Requirement
Each line from the one that contains "Could you kindly segment every instance of the car rear" to the end of the material must be set down exactly, and no line before it.

□ □ □

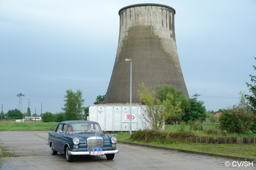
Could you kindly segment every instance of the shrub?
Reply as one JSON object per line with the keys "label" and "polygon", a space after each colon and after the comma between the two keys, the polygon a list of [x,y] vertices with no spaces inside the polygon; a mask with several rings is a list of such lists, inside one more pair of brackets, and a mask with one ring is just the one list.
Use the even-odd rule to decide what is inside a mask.
{"label": "shrub", "polygon": [[196,120],[192,121],[191,120],[188,121],[189,125],[189,129],[193,130],[203,130],[203,122],[200,120]]}

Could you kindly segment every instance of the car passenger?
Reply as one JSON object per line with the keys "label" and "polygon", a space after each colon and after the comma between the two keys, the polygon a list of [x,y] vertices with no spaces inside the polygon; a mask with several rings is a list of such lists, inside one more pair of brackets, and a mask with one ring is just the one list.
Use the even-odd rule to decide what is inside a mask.
{"label": "car passenger", "polygon": [[93,131],[96,132],[97,132],[97,130],[96,129],[91,129],[91,124],[87,124],[87,125],[86,126],[86,130],[87,130],[87,132],[90,131],[91,131],[91,132]]}
{"label": "car passenger", "polygon": [[72,127],[72,125],[71,125],[71,124],[68,124],[68,127],[67,128],[67,134],[74,133],[74,130],[73,129],[73,127]]}

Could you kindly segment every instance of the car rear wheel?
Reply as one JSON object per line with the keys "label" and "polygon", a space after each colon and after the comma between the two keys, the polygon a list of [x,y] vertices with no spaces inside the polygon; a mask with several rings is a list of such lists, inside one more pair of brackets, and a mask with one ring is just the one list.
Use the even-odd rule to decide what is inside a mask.
{"label": "car rear wheel", "polygon": [[69,162],[73,162],[73,160],[74,160],[74,156],[69,154],[69,151],[70,150],[69,147],[67,147],[66,149],[66,159],[67,159],[67,161]]}
{"label": "car rear wheel", "polygon": [[106,157],[107,157],[108,160],[112,160],[114,159],[115,156],[114,154],[107,154],[106,155]]}
{"label": "car rear wheel", "polygon": [[52,155],[56,155],[58,153],[58,152],[54,150],[53,143],[52,143],[52,145],[51,145],[51,153]]}

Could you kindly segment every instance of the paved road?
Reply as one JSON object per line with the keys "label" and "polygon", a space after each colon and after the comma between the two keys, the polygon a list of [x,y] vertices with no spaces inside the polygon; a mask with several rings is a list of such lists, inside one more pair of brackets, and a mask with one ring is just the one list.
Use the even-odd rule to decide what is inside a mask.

□ □ □

Result of the exercise
Could you kindly segment every instance of the car rear wheel?
Reply as one JSON object per line with the keys "label" and "polygon", a space after each colon and after the comma between the two keys, the polygon a list of [x,y] vertices with no spaces inside the polygon; a mask with several rings is a list of such lists, inside one more pair of brackets, and a mask with one ring is just the one list.
Use the even-odd rule to decide what is inside a mask.
{"label": "car rear wheel", "polygon": [[69,162],[73,162],[73,160],[74,160],[74,156],[69,154],[69,151],[70,150],[69,147],[67,147],[66,149],[66,159],[67,159],[67,161]]}
{"label": "car rear wheel", "polygon": [[106,157],[107,157],[108,160],[112,160],[114,159],[115,156],[114,154],[107,154],[106,155]]}
{"label": "car rear wheel", "polygon": [[52,155],[56,155],[58,153],[58,152],[54,150],[53,143],[52,143],[52,145],[51,145],[51,153]]}

Could you kindly segment every instance of the paved road?
Reply as one JSON object per line with the keys "label" and "polygon", a space after each colon and after the comma between the two keys, the polygon a list of [x,y] vertices with no spaces inside the polygon; a mask with several rings is a list of such lists, inside one more pair of brackets, and a mask with one ring is just the one list.
Use the even-odd rule to decide what is inside a mask.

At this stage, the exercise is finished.